**Your objective**
Your task is to retype, exactly, the line containing "Where can you spot the pasque" and every later line through the end of the listing, with pictures omitted.

**Entries supplied**
*** Block opens ***

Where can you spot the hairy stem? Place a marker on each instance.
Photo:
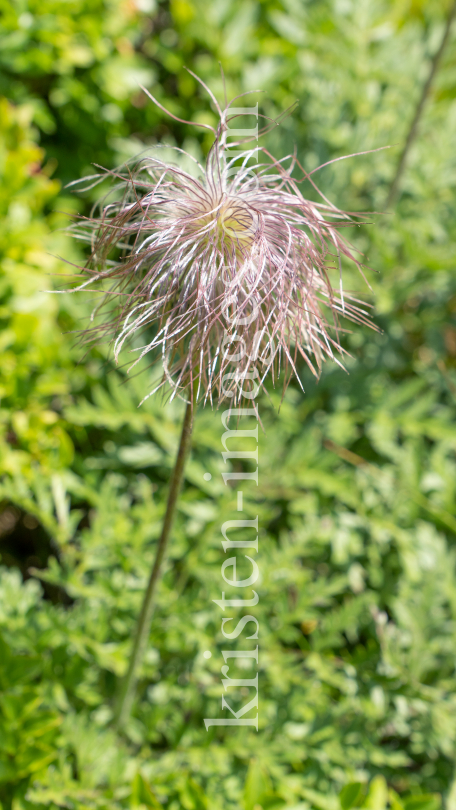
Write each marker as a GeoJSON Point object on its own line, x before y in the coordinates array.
{"type": "Point", "coordinates": [141, 634]}
{"type": "Point", "coordinates": [413, 131]}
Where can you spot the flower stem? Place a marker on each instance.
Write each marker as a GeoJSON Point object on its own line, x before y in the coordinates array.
{"type": "Point", "coordinates": [141, 635]}
{"type": "Point", "coordinates": [413, 130]}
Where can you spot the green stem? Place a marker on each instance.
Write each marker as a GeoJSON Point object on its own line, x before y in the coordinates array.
{"type": "Point", "coordinates": [413, 130]}
{"type": "Point", "coordinates": [141, 635]}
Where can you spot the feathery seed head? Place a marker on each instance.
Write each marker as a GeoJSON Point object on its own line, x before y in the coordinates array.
{"type": "Point", "coordinates": [226, 273]}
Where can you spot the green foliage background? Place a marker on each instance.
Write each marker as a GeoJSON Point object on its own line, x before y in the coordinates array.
{"type": "Point", "coordinates": [357, 476]}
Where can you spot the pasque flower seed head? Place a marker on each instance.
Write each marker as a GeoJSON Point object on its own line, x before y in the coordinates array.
{"type": "Point", "coordinates": [225, 272]}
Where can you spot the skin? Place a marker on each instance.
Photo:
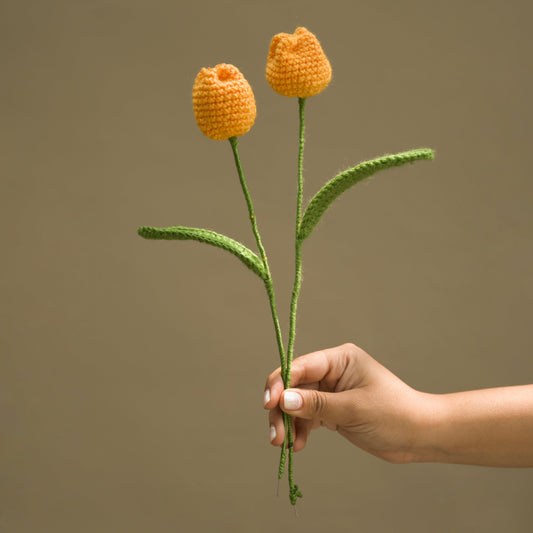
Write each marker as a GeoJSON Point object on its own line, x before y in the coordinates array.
{"type": "Point", "coordinates": [346, 390]}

*** Block closes ***

**Solution to this exercise**
Where can you spot the pasque flower seed head? Place a marker on each instance.
Write each marker as a GeoJSON Point object on its own line, x before y in the coordinates array.
{"type": "Point", "coordinates": [225, 272]}
Where can you spot the skin? Place a marker on each instance.
Photo:
Write each marker as a GeoJSON Point object on its own line, x before y in the coordinates array.
{"type": "Point", "coordinates": [346, 390]}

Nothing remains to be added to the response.